▶ **STATED TASK**
Every line of the records below should be restated exactly.

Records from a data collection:
--------------------------------
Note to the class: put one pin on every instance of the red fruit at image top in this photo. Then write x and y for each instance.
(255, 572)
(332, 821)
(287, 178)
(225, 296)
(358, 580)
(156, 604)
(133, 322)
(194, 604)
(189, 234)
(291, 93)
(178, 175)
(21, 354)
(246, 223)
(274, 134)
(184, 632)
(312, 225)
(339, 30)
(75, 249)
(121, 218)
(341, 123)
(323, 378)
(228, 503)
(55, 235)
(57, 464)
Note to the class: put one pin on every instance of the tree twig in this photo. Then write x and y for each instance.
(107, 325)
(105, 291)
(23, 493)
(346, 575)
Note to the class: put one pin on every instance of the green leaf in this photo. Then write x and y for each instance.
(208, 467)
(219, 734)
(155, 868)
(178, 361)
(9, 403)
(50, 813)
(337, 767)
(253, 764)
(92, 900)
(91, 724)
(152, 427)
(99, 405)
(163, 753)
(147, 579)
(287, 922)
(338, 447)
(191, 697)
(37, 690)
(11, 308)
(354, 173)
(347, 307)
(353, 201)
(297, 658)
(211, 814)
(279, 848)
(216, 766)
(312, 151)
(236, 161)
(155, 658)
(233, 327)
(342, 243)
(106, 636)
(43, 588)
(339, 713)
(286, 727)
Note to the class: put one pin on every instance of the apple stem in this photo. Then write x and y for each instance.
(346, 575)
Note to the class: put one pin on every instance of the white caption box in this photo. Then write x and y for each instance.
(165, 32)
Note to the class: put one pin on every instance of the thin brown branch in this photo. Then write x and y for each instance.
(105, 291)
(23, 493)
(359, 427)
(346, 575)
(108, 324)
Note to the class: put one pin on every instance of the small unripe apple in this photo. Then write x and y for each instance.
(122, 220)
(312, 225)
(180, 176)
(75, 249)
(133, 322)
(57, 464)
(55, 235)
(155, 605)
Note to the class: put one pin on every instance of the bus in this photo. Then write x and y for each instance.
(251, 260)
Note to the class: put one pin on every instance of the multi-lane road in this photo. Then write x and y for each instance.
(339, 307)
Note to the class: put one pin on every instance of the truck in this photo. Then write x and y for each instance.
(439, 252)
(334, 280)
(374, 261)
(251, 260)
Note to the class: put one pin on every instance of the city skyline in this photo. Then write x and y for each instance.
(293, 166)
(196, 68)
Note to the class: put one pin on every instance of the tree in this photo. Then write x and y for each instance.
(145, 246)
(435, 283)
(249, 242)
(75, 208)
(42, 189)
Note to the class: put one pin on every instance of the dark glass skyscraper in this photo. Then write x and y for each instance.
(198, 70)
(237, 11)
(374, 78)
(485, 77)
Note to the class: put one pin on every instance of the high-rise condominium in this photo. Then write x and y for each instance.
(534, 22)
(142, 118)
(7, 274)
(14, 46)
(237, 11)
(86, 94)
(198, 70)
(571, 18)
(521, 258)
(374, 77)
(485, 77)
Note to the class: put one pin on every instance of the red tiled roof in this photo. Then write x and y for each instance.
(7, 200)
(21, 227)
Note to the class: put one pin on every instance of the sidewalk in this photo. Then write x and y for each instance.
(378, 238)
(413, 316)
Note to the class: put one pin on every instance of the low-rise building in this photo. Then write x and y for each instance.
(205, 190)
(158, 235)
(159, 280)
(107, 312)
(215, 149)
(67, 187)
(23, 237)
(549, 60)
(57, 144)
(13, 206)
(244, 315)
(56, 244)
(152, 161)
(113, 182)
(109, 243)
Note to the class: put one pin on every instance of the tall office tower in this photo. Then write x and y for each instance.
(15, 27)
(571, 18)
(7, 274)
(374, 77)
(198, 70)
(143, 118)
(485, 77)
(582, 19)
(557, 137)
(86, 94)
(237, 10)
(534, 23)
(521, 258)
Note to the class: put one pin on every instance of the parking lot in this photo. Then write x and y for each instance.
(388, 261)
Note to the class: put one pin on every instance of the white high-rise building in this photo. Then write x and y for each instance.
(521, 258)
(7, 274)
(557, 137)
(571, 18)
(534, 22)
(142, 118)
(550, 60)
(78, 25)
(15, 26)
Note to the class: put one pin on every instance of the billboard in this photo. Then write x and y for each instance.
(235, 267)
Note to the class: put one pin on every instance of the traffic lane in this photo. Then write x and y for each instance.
--------------------------------
▶ **FINISHED TASK**
Note to the class: put one pin on every instance of the red fruit at image top in this photo. Then write x and y for each instance.
(255, 572)
(332, 821)
(287, 178)
(225, 296)
(358, 580)
(156, 604)
(133, 322)
(194, 604)
(189, 234)
(291, 93)
(178, 175)
(21, 354)
(246, 223)
(274, 134)
(184, 632)
(312, 225)
(339, 30)
(75, 249)
(121, 218)
(341, 123)
(323, 378)
(228, 503)
(55, 235)
(57, 464)
Note to the class: put one pin on every instance of the tree twig in this photo. Then write x and y for each instance.
(107, 325)
(105, 291)
(23, 493)
(346, 575)
Note to the class: put one pin on every instance of the green leaf in this photo. Then write x and y for each instance.
(208, 467)
(219, 734)
(155, 868)
(178, 361)
(9, 403)
(50, 813)
(337, 767)
(253, 764)
(92, 900)
(91, 724)
(152, 427)
(99, 405)
(163, 753)
(147, 579)
(287, 922)
(338, 447)
(191, 697)
(37, 690)
(11, 308)
(354, 173)
(347, 307)
(353, 201)
(297, 658)
(211, 814)
(279, 848)
(216, 766)
(312, 151)
(236, 161)
(155, 658)
(233, 327)
(342, 243)
(106, 636)
(43, 588)
(339, 713)
(286, 727)
Note to the class: put one pin on every instance of the apple stem in this photo. Then write x and y for each instance.
(346, 575)
Note to the class: put one pin on every instance of the white caption box in this photo. Then write x and y for each instance.
(165, 32)
Note to the class: put one pin on every instance of the thin brown branch in this photo. Then write x and y for each instance.
(105, 291)
(23, 493)
(359, 427)
(346, 575)
(108, 324)
Note to the class: put one pin on every instance of the small unripe apple in this photo. Then write x and y for each instance.
(122, 220)
(312, 225)
(180, 176)
(75, 249)
(133, 322)
(57, 464)
(55, 235)
(155, 605)
Note to the class: put one pin on every instance of the bus in this photo. Then write x and y for each instance.
(251, 260)
Note to the class: put one pin on every instance of the multi-lane road in this photo. Then write x and y for each instance.
(339, 307)
Note to the class: put one pin on every instance of the truck in this photo. Then write x and y for each instance.
(439, 252)
(334, 280)
(374, 261)
(251, 260)
Note to the class: put one pin on every instance of the city skyline in this photo. Then write x and y for each instance.
(293, 166)
(196, 68)
Note to the class: put one pin on every instance of the tree in this photo. Then write x and y for each instance.
(145, 246)
(435, 283)
(249, 242)
(75, 208)
(42, 189)
Note to the class: put one pin on every instance of the dark glass skyscraper in this photo. Then write x and y for each instance.
(198, 70)
(237, 11)
(374, 78)
(485, 77)
Note to the class: put one pin on every instance of the high-rise condominium in this photo. Then write x and y for each instance.
(534, 22)
(142, 118)
(7, 274)
(14, 46)
(237, 11)
(86, 94)
(198, 70)
(571, 18)
(521, 258)
(374, 77)
(485, 77)
Note to the class: put one pin on every instance of the red tiled roof in this photo. Then write x and y for each instance.
(7, 200)
(21, 227)
Note to the class: put one pin on every instance of the sidewalk in this photo. Then write x and y for each instance.
(378, 238)
(413, 316)
Note to the class: put one pin on every instance of the low-rise building in this photo. Then write x and y for each instance.
(205, 190)
(158, 235)
(159, 280)
(107, 312)
(215, 149)
(67, 187)
(23, 237)
(549, 60)
(57, 144)
(13, 206)
(244, 315)
(56, 244)
(152, 161)
(113, 182)
(109, 243)
Note to the class: put one pin on every instance of the tall office tower in this photo. Then write x and y for each instance.
(15, 27)
(571, 18)
(7, 274)
(374, 77)
(198, 70)
(143, 118)
(485, 77)
(582, 19)
(557, 137)
(86, 94)
(237, 10)
(534, 23)
(521, 258)
Note to the class: put one pin on every instance of the parking lot in this photo. Then write x and y for each instance.
(388, 261)
Note to the class: put one pin on every instance of the white high-rise building in this photo. Then write x and y for each instance.
(521, 258)
(7, 274)
(557, 137)
(571, 18)
(534, 22)
(142, 118)
(550, 60)
(78, 25)
(15, 26)
Note to the class: put one pin on every instance of the billboard in this photo. Then write x and y for each instance.
(235, 267)
Note to the class: put one pin on every instance of the traffic lane in this photo. Then write x and y for each instance.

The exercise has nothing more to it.